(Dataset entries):
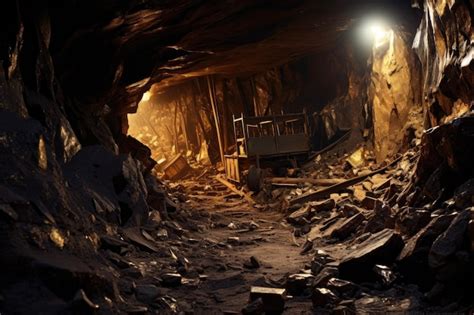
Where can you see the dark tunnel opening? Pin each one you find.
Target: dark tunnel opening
(236, 157)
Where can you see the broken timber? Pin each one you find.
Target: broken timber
(338, 187)
(234, 189)
(314, 181)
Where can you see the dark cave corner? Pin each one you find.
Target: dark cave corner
(128, 184)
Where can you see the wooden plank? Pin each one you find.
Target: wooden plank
(302, 180)
(234, 189)
(338, 187)
(326, 149)
(215, 112)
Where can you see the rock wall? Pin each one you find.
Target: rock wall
(394, 92)
(444, 44)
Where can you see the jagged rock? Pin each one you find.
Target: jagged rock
(82, 303)
(324, 275)
(7, 211)
(113, 243)
(255, 307)
(273, 298)
(252, 263)
(135, 236)
(115, 180)
(348, 226)
(296, 284)
(413, 259)
(325, 205)
(450, 241)
(299, 216)
(147, 293)
(386, 274)
(464, 195)
(343, 287)
(322, 297)
(410, 220)
(381, 248)
(349, 209)
(380, 219)
(139, 151)
(171, 279)
(345, 307)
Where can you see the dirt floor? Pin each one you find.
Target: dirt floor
(214, 250)
(235, 232)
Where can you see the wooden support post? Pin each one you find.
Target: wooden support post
(212, 96)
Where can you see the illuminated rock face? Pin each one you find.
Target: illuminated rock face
(444, 46)
(394, 92)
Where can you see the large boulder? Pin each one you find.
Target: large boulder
(380, 248)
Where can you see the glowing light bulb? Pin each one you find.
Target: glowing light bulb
(377, 31)
(146, 97)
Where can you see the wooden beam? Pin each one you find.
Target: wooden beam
(338, 187)
(314, 181)
(234, 189)
(216, 117)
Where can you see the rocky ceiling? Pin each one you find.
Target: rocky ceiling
(112, 51)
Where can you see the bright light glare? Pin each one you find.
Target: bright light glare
(376, 31)
(146, 97)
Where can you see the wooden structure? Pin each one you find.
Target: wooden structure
(270, 141)
(176, 168)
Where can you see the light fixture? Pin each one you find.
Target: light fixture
(146, 97)
(376, 31)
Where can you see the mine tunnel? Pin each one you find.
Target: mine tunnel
(236, 157)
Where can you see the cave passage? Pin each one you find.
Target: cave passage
(238, 157)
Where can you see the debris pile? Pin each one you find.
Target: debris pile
(400, 229)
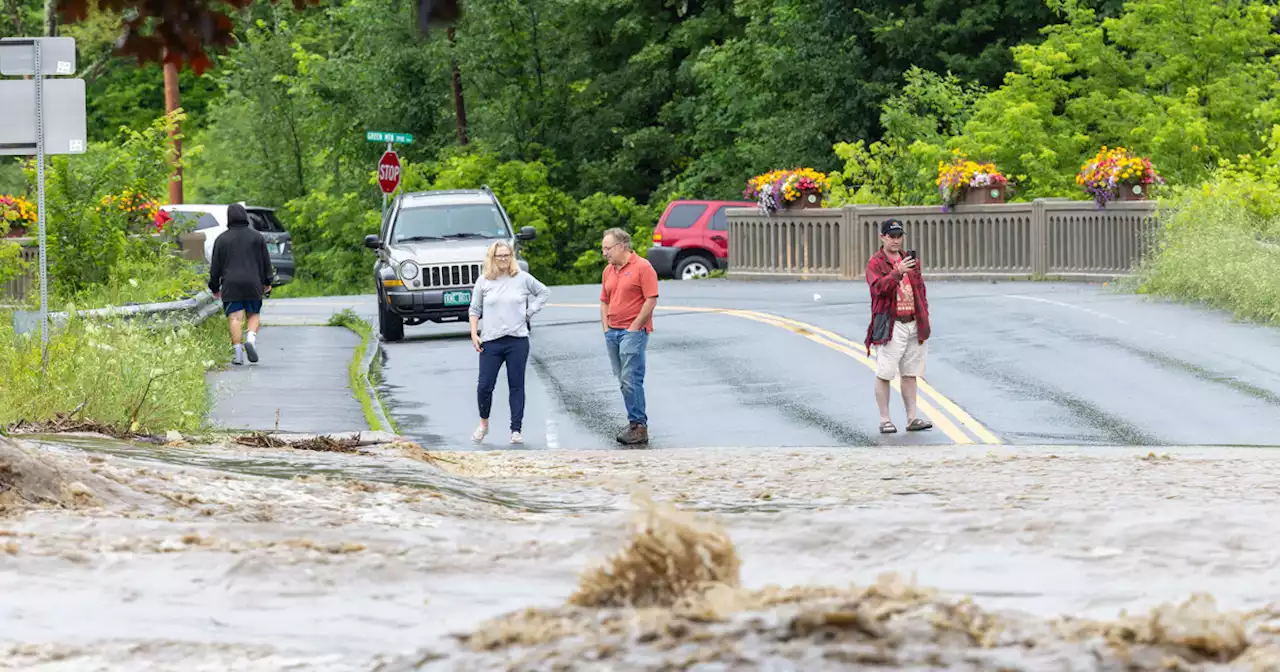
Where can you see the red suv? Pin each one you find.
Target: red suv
(691, 238)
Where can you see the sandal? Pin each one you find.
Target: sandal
(917, 425)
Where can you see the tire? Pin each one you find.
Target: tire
(389, 324)
(694, 266)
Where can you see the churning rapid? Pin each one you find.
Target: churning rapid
(378, 556)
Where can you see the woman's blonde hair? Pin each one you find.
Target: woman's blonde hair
(490, 263)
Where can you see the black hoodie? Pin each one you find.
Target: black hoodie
(241, 268)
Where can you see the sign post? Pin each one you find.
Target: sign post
(389, 165)
(24, 128)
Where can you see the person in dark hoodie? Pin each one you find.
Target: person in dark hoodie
(240, 274)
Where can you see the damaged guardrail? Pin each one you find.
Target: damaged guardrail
(193, 310)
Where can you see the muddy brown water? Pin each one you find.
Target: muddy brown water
(223, 557)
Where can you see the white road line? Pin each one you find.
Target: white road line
(1082, 309)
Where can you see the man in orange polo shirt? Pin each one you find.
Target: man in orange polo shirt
(629, 293)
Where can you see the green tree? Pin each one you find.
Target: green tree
(1185, 86)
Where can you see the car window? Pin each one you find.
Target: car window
(260, 222)
(684, 215)
(460, 220)
(269, 220)
(720, 220)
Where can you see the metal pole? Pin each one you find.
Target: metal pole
(40, 208)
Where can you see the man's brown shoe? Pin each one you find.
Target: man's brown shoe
(635, 434)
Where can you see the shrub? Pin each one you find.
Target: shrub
(1220, 245)
(122, 374)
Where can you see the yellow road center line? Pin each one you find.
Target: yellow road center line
(940, 419)
(850, 348)
(959, 414)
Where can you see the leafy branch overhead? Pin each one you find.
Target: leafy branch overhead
(186, 31)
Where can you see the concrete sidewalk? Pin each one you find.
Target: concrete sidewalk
(301, 375)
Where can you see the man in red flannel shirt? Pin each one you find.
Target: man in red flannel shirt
(900, 324)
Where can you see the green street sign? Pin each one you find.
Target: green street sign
(385, 136)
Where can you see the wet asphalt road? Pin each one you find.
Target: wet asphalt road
(1027, 362)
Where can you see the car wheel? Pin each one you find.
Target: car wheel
(389, 324)
(694, 266)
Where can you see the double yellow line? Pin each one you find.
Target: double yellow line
(955, 423)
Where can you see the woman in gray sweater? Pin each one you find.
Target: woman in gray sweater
(503, 298)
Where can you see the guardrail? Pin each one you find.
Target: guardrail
(18, 289)
(193, 310)
(1043, 238)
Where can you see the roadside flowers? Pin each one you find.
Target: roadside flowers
(1111, 169)
(138, 208)
(963, 174)
(777, 188)
(18, 214)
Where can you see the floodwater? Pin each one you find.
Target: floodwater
(225, 557)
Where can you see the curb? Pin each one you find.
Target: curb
(200, 306)
(375, 347)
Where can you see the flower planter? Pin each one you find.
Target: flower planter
(771, 190)
(807, 200)
(982, 196)
(1132, 192)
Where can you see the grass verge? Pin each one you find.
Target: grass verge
(361, 385)
(1220, 247)
(131, 378)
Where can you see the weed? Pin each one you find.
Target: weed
(128, 376)
(1219, 250)
(360, 383)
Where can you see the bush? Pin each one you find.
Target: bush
(1220, 246)
(126, 375)
(96, 201)
(328, 236)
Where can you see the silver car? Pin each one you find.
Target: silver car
(430, 251)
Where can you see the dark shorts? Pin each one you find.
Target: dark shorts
(251, 307)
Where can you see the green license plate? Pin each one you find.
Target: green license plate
(457, 298)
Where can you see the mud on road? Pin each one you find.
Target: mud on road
(119, 556)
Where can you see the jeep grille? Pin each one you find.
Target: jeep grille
(449, 275)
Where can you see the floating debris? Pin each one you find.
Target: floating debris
(323, 443)
(671, 600)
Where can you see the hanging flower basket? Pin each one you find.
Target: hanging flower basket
(1116, 174)
(972, 183)
(983, 195)
(787, 190)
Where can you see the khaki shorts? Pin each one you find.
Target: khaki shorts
(903, 355)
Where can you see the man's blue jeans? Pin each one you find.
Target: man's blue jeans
(626, 355)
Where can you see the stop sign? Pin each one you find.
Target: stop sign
(388, 172)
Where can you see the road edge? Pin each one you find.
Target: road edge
(359, 370)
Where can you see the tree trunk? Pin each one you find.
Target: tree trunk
(460, 108)
(172, 101)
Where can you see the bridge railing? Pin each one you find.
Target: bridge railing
(17, 289)
(1043, 238)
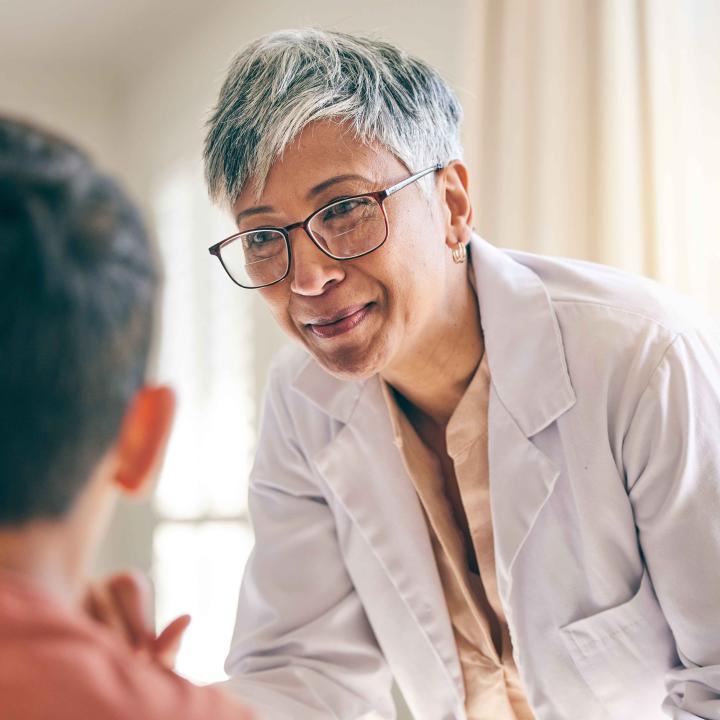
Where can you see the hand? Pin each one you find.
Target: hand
(121, 603)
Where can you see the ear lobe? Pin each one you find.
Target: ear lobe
(457, 201)
(143, 437)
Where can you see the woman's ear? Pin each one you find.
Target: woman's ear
(143, 436)
(459, 212)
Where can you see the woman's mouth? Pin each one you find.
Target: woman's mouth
(341, 322)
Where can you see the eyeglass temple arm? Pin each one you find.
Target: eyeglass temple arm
(404, 183)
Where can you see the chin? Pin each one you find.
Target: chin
(353, 362)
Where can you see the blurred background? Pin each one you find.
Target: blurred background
(592, 130)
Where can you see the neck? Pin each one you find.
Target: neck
(55, 554)
(433, 376)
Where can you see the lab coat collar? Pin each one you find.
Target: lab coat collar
(522, 340)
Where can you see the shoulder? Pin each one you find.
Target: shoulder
(588, 290)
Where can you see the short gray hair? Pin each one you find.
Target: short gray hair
(285, 80)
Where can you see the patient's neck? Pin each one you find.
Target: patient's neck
(55, 555)
(38, 552)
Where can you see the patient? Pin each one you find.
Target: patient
(77, 426)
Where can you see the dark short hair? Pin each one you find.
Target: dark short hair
(77, 289)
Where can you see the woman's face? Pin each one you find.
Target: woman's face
(357, 317)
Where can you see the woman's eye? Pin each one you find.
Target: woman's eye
(342, 208)
(262, 238)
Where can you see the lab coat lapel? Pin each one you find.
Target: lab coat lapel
(364, 469)
(530, 389)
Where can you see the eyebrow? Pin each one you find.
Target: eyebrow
(313, 192)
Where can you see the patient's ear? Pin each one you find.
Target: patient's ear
(143, 435)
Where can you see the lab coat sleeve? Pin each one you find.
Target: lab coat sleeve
(303, 648)
(672, 461)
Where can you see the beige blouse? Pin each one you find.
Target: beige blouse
(492, 687)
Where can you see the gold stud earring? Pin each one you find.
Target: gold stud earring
(459, 253)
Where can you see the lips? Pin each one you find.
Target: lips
(339, 322)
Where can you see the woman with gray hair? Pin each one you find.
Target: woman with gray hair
(490, 475)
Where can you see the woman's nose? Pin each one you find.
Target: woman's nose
(312, 271)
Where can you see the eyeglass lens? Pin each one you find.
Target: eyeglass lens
(345, 229)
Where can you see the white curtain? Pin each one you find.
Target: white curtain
(593, 131)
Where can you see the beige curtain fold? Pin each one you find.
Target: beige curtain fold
(593, 131)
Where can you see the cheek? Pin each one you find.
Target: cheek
(278, 302)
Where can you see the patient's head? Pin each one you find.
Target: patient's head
(77, 285)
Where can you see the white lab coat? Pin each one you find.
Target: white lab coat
(604, 457)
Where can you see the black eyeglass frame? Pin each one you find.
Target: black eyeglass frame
(379, 196)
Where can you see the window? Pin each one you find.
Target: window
(202, 537)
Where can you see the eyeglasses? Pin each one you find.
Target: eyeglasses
(343, 229)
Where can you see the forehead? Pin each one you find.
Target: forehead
(322, 150)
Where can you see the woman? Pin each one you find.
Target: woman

(Stated goal):
Write out, unchanged, the lines from the one containing "Where can you see the woman?" through the end of the entries, including both ends.

(Problem solution):
Where can you see the woman? Pin each one you find.
Target: woman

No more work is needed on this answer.